* MATERIAL SUPPLIED *

§ §

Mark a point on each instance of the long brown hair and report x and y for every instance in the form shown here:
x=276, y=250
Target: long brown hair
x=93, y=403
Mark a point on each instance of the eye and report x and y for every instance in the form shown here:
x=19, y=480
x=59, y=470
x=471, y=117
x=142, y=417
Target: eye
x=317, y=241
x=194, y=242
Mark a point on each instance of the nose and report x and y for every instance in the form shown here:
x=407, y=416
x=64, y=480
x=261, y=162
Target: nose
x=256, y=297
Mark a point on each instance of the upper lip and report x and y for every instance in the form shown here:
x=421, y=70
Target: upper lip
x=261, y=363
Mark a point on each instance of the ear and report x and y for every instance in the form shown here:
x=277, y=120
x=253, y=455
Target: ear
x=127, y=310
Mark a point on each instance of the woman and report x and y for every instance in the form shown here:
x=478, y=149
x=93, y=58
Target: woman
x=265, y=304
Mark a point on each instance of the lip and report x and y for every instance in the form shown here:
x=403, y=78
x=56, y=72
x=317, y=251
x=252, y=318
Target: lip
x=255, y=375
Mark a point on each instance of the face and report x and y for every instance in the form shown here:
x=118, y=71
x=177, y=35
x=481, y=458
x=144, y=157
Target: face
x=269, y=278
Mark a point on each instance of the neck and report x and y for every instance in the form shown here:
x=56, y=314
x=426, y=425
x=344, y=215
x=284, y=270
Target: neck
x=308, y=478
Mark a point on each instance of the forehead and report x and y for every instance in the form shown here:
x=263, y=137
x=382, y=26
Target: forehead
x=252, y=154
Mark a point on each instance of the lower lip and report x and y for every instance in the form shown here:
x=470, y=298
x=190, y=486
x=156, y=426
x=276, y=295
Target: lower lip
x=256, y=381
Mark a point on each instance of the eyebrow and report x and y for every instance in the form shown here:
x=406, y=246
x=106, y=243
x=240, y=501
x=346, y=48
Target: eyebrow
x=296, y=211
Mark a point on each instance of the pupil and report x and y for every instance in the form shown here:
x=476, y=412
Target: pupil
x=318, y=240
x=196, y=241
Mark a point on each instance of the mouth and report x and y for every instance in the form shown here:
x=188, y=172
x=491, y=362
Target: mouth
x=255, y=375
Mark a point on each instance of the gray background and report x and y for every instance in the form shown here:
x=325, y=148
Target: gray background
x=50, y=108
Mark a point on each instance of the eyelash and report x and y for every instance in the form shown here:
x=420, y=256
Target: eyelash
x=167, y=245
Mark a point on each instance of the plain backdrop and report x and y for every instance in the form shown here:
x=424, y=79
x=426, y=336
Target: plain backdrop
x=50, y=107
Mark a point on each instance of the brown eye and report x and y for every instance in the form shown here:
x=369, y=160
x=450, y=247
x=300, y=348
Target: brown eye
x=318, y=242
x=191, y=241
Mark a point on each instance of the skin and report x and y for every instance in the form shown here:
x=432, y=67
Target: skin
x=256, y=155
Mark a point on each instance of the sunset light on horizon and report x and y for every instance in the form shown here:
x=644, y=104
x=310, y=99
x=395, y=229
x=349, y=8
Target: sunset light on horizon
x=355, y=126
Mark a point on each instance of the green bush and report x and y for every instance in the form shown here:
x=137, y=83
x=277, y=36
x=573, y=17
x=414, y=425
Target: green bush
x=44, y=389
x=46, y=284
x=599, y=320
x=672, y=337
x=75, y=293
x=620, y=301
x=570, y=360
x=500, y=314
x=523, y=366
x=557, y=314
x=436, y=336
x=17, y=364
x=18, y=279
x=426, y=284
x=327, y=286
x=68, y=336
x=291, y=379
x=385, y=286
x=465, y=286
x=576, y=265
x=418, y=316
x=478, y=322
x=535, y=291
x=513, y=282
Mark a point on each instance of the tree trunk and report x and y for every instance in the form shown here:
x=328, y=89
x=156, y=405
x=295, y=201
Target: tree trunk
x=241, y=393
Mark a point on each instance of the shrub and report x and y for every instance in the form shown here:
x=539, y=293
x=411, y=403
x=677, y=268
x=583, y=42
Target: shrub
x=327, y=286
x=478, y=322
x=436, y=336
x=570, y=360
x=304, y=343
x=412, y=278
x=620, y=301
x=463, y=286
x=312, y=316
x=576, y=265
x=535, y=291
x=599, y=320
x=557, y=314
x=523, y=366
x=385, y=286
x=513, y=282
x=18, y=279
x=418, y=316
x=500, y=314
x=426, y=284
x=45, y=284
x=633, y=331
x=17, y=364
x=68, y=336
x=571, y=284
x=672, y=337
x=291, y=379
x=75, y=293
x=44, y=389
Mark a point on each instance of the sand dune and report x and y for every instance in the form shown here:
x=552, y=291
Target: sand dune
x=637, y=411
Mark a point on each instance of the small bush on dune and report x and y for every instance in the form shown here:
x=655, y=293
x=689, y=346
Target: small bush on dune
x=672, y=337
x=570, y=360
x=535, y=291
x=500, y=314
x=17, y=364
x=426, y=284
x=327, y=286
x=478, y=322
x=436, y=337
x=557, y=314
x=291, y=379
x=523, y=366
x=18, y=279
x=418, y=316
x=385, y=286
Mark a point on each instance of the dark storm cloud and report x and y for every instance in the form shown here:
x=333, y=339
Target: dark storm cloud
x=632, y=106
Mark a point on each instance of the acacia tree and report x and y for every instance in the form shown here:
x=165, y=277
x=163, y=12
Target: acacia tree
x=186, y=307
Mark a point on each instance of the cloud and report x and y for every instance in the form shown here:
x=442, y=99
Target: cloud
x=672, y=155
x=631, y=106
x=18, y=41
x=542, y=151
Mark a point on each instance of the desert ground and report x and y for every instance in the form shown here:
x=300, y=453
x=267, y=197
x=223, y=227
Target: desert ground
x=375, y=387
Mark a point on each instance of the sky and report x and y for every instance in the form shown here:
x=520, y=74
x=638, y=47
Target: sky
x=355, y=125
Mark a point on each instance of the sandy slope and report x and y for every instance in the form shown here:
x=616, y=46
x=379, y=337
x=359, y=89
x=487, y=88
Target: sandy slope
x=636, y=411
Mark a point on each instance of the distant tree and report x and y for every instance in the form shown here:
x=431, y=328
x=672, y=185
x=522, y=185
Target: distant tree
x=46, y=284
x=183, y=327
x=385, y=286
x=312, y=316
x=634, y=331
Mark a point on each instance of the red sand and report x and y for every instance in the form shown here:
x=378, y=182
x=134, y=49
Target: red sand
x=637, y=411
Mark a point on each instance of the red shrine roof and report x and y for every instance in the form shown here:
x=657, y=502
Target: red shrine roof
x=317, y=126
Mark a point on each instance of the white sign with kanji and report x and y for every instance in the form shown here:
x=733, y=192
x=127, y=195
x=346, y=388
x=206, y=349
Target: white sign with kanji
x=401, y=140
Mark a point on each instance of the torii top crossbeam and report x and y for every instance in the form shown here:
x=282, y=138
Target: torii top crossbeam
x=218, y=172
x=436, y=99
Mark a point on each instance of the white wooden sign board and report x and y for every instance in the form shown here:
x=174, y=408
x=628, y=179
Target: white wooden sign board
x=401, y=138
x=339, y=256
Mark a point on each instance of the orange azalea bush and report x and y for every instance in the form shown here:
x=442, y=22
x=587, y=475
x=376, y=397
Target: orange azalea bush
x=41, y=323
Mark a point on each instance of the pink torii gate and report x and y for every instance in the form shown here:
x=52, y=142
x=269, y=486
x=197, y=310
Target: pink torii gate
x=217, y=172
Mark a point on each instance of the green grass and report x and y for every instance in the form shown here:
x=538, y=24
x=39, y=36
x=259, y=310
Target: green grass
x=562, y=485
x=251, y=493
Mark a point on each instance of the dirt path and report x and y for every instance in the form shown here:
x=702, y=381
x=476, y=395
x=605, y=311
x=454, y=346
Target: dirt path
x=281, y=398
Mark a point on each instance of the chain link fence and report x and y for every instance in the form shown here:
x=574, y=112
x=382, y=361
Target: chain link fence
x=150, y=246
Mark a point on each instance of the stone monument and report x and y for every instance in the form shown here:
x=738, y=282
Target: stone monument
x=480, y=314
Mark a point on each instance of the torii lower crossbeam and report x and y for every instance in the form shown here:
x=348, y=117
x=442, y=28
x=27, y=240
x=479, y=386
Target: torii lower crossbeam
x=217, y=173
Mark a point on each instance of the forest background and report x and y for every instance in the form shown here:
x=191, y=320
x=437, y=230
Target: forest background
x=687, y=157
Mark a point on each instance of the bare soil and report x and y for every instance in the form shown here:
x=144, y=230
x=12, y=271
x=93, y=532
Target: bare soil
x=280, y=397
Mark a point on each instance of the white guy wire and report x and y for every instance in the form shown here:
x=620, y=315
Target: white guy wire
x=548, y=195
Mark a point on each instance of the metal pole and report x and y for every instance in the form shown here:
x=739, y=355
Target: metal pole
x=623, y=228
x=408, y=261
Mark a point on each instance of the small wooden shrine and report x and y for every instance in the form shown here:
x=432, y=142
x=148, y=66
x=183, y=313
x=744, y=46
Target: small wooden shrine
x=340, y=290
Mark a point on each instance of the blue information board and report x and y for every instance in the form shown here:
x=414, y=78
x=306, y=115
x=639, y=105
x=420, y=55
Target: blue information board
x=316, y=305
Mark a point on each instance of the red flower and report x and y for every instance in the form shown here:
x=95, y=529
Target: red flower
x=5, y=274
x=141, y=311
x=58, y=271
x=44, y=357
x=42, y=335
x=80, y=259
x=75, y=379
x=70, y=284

§ §

Copy the records verbatim from the first line down to and including the line that contains "x=256, y=381".

* THE COMPLETED TASK *
Mark a point on each instance of the long brown hair and report x and y for every instance in the form shown here:
x=276, y=250
Target: long brown hair
x=93, y=403
Mark a point on each instance of the eye and report x and y for every instance in the form shown here:
x=19, y=480
x=59, y=470
x=471, y=117
x=142, y=417
Target: eye
x=317, y=241
x=194, y=242
Mark a point on each instance of the nose and report x and y for every instance in the form shown here:
x=407, y=416
x=64, y=480
x=261, y=162
Target: nose
x=256, y=297
Mark a point on each instance of the upper lip and report x and y for every instance in the form shown here:
x=421, y=70
Target: upper lip
x=261, y=363
Mark a point on each instance of the ear and report x and y for every instance in the form shown here:
x=277, y=120
x=253, y=455
Target: ear
x=127, y=310
Mark a point on each instance of the woman and report x and y for every instance in the form shown here:
x=478, y=149
x=93, y=58
Target: woman
x=265, y=304
Mark a point on each instance of the lip and report x and y for every instance in the form shown here:
x=403, y=78
x=56, y=72
x=317, y=251
x=252, y=318
Target: lip
x=255, y=375
Mark a point on each instance of the face and report x and y for every instance in the form shown here:
x=118, y=71
x=177, y=35
x=481, y=458
x=144, y=157
Target: face
x=269, y=278
Mark a point on each instance of the neck and report x and y for every instance in the form shown here:
x=56, y=314
x=426, y=425
x=344, y=215
x=284, y=270
Target: neck
x=308, y=478
Mark a point on each instance of the forehead and report x and y for every instance in the form shown here:
x=263, y=137
x=382, y=26
Target: forehead
x=252, y=154
Mark a point on each instance of the lower lip and report x and y for every instance in the form shown here:
x=470, y=298
x=190, y=486
x=156, y=426
x=276, y=295
Target: lower lip
x=256, y=381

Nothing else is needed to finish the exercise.